------ MATERIAL
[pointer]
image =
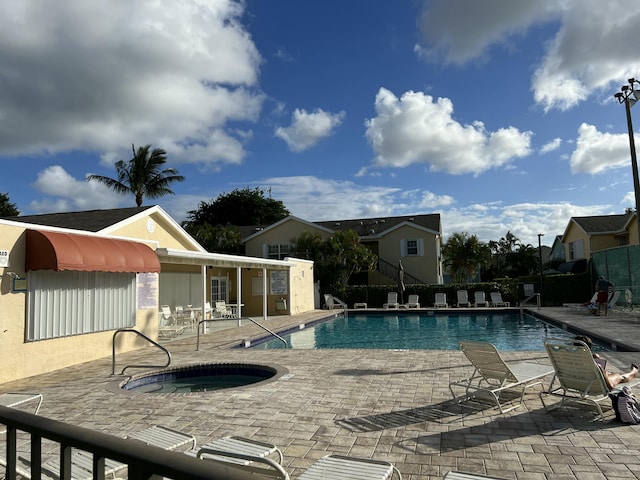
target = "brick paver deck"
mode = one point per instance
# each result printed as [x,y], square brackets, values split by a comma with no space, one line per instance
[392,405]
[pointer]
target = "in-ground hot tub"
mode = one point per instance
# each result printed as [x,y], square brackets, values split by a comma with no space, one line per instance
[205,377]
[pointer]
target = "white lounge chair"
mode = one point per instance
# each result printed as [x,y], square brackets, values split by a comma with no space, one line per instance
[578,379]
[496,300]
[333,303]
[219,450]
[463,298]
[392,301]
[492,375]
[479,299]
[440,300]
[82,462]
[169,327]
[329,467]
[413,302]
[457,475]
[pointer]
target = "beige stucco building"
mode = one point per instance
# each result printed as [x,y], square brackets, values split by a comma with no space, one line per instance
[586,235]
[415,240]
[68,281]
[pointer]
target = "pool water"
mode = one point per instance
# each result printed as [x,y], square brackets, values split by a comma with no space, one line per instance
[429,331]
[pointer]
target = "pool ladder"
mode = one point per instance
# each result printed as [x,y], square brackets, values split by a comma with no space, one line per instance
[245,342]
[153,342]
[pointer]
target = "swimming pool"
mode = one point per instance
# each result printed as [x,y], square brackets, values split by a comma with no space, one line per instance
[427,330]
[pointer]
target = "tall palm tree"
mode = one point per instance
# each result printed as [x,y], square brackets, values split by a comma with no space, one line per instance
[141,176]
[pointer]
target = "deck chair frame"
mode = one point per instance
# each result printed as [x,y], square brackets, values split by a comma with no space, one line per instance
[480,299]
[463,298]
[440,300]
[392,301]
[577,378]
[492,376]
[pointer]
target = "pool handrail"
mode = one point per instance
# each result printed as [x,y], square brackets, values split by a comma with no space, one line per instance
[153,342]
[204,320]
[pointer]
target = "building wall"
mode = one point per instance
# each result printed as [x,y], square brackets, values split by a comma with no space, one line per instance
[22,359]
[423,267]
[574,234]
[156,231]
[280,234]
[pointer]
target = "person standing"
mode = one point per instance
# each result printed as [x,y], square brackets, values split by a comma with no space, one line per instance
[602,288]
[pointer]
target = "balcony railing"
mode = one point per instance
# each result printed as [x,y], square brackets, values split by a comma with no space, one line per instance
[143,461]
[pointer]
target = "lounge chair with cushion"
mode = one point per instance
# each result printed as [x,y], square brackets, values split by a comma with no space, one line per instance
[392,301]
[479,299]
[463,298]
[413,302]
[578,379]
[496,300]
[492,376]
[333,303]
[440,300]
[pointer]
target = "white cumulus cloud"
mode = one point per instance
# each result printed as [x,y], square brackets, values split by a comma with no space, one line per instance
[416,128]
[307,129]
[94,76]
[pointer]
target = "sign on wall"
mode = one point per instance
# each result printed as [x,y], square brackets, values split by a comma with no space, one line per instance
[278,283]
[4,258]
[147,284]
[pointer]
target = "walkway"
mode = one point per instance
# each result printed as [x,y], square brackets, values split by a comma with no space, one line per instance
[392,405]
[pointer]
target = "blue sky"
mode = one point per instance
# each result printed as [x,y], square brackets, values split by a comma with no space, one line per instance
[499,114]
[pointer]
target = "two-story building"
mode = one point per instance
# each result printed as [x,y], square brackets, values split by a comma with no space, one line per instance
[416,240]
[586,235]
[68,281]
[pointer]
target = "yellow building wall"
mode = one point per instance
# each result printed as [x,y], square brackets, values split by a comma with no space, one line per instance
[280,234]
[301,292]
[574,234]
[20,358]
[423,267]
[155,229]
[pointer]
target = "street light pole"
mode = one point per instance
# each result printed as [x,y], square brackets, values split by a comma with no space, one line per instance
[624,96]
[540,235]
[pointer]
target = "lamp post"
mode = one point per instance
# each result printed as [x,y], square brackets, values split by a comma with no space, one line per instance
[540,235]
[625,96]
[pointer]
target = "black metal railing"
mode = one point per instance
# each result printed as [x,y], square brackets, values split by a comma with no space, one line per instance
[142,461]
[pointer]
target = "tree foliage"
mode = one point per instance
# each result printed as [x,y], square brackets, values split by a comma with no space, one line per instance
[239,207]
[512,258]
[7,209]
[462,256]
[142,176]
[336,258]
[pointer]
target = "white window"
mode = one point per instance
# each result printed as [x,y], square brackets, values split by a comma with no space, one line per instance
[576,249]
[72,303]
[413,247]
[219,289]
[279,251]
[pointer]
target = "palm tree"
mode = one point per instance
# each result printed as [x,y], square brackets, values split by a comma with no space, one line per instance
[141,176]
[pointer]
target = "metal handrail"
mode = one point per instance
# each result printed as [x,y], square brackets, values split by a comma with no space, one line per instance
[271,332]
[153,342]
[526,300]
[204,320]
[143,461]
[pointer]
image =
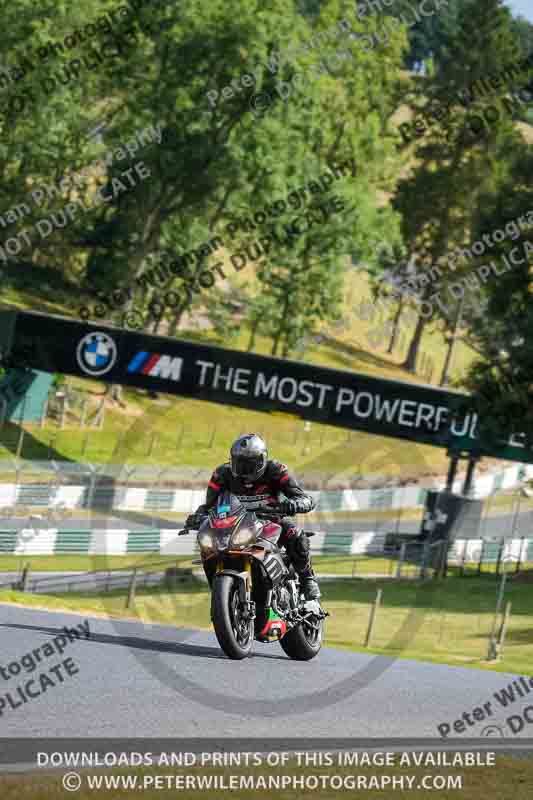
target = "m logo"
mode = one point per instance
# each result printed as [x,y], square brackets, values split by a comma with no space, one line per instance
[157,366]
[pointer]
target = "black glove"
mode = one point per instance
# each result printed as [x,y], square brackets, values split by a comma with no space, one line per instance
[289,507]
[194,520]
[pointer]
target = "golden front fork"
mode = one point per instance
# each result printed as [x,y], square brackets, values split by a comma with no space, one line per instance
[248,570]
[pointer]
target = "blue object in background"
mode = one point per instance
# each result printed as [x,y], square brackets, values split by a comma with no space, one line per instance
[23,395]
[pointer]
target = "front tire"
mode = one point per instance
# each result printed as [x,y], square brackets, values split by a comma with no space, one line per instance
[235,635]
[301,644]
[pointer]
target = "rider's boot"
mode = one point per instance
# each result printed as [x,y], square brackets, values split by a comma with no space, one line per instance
------------
Restate the entire listing word for word, excluding pictures.

ANSWER IN FULL:
[pointer]
image =
target = "brick paver deck"
mode = one point per instance
# each result printed as [x,y], square brackets, values split by a comma with no space, one line per instance
[392,405]
[pointer]
target = "in-ground hot tub"
mode = one point per instance
# each result printed as [x,y], square brackets, values split by a comma with no space, one line per instance
[205,377]
[pointer]
target = "white lounge chair"
mode = one point per instance
# each result printed as [x,y], square brackets, values split by a comma with no space, one line per instance
[578,379]
[496,300]
[333,303]
[219,450]
[463,298]
[392,301]
[492,375]
[479,299]
[440,300]
[82,462]
[169,327]
[329,467]
[413,302]
[457,475]
[pointer]
target = "beige stucco building"
mode = one point per instance
# each result printed as [x,y], square brackets, values split by a comma with no space, one line per instance
[586,235]
[415,240]
[68,281]
[pointer]
target = "pool water"
mode = one point per instance
# each result printed as [x,y], square brackets, values split by a comma with no space, one line per instance
[429,331]
[pointer]
target = "pool ladder"
mode = one point per instance
# each result printed as [x,y], square brackets, values split by a comma with no space, one line per instance
[245,342]
[153,342]
[pointer]
target = "swimming pool"
mode = one point per instance
# each result printed as [x,y], square brackets, values split by a comma with no space, one line per instance
[427,330]
[pointer]
target = "tall palm tree"
mode = one point per instance
# each result printed as [x,y], square brackets, values split by a comma with no space, one line per instance
[141,176]
[pointer]
target = "deck chair frame"
mode = one point per instance
# each result printed as [x,y], square brackets, values split by a comma with no space, one line per instance
[480,299]
[463,298]
[440,300]
[392,301]
[577,378]
[492,376]
[pointer]
target = "pool handrail"
mode = one point per instance
# each result printed as [x,y], square brackets, values split by a comma with no space, one line per instance
[153,342]
[204,320]
[pointer]
target = "building wall"
mode = one point per instance
# each result printed as [x,y], square brackets, values split by a comma with no space, one line per instance
[22,359]
[423,267]
[574,234]
[156,231]
[280,234]
[pointer]
target = "person standing"
mode = one point per instance
# each result printed as [x,y], square brackets, values split by a comma with no space, one line per instance
[602,288]
[pointer]
target = "balcony railing"
mode = one point per instance
# each result printed as [x,y], square brackets, values split by a comma with no space, one line per instance
[143,461]
[pointer]
target = "lounge chair with cushion"
mode = one point per instance
# each result printed as [x,y], square brackets, values split by a comma with no space, one line per instance
[392,301]
[479,299]
[463,298]
[413,302]
[578,379]
[496,300]
[492,376]
[333,303]
[440,300]
[pointer]
target = "white cumulus cloud"
mode = one point per instance
# each result printed as [x,y], square brackets, values split by a comma with no space, one line per instance
[416,128]
[307,129]
[94,76]
[pointer]
target = "sign on wall"
mode = one point per instance
# each result printed as [x,y], square brackets, values split by a comma with no space, one line per instance
[278,283]
[4,258]
[147,284]
[pointer]
target = "walkway"
mode = one point per instance
# each result printed as [x,y], square brackets, values split by a comma with no space, one line per instance
[392,405]
[pointer]
target = "blue sky"
mode = one point per instance
# each result printed as [x,y], square brackets, values split by a comma with no space, one line per instance
[499,114]
[pointer]
target = "two-story building"
mode = one point per instance
# each result printed as [x,y], square brackets, values split by a comma with no space, one line per instance
[416,240]
[586,235]
[68,281]
[pointer]
target = "yellow building wall"
mode = one point per instance
# each result printed as [x,y], square brackets, values split by a comma with no space, one line per instance
[280,234]
[301,292]
[574,234]
[20,358]
[423,267]
[155,229]
[pointer]
target = "street light pole"
mode = one point per instance
# each result printed as [x,y], square brackets, values split by a comma with no space, one line per instance
[624,96]
[540,235]
[pointer]
target = "lamp post"
mode = one point per instance
# each result printed as [x,y], square brackets, values split by a comma with no space, one line per instance
[540,235]
[625,96]
[pointer]
target = "black metal railing"
mode = one point per instance
# each result printed as [x,y], square brackets, values split by a comma with no space, one line per instance
[142,461]
[pointer]
target = "tree foliage"
mode = one point per instance
# each result printed as [x,y], square brackets, values split by a comma with no space, one line per instance
[239,207]
[512,258]
[7,209]
[462,256]
[142,176]
[336,258]
[pointer]
target = "white window"
mode = one point per instance
# each result printed as [x,y], square brackets, values split by a comma with no space, one line per instance
[576,249]
[72,303]
[413,247]
[219,289]
[279,251]
[pointer]
target = "palm tree"
mode = one point per instance
# each result printed as [x,y], square brackets, values split by a comma with no space, one line per instance
[141,176]
[pointer]
target = "metal handrail"
mode = one point per instance
# each result printed as [x,y], square brackets, values split by a comma with no space, one line per instance
[271,332]
[153,342]
[526,300]
[204,320]
[143,461]
[pointer]
image =
target = "m logo"
mode = one point per instance
# each result printed as [x,y], square brackets, values split by a comma with no space, one line per instance
[157,366]
[pointer]
target = "black glove"
mode = one point per instance
# each result printed as [x,y], square brackets, values split by a comma with no space, one line per instance
[289,507]
[194,520]
[pointer]
target = "golden front fork"
mode = one point per instance
# each result printed as [x,y], square brackets, values split by a comma with no space, one line per instance
[248,570]
[pointer]
target = "blue object in background"
mode = one point per instance
# each result printed as [x,y], square brackets, values split by a comma with no space, one line per instance
[23,395]
[pointer]
target = "front tire"
mode = one point per instance
# each result printed as [x,y], square brackets, values split by a comma with no space, one line per instance
[235,635]
[301,644]
[pointer]
target = "rider's boot"
mode = one point per instance
# each result printed as [x,y], square brackets, values split by a comma with no space, one line per instance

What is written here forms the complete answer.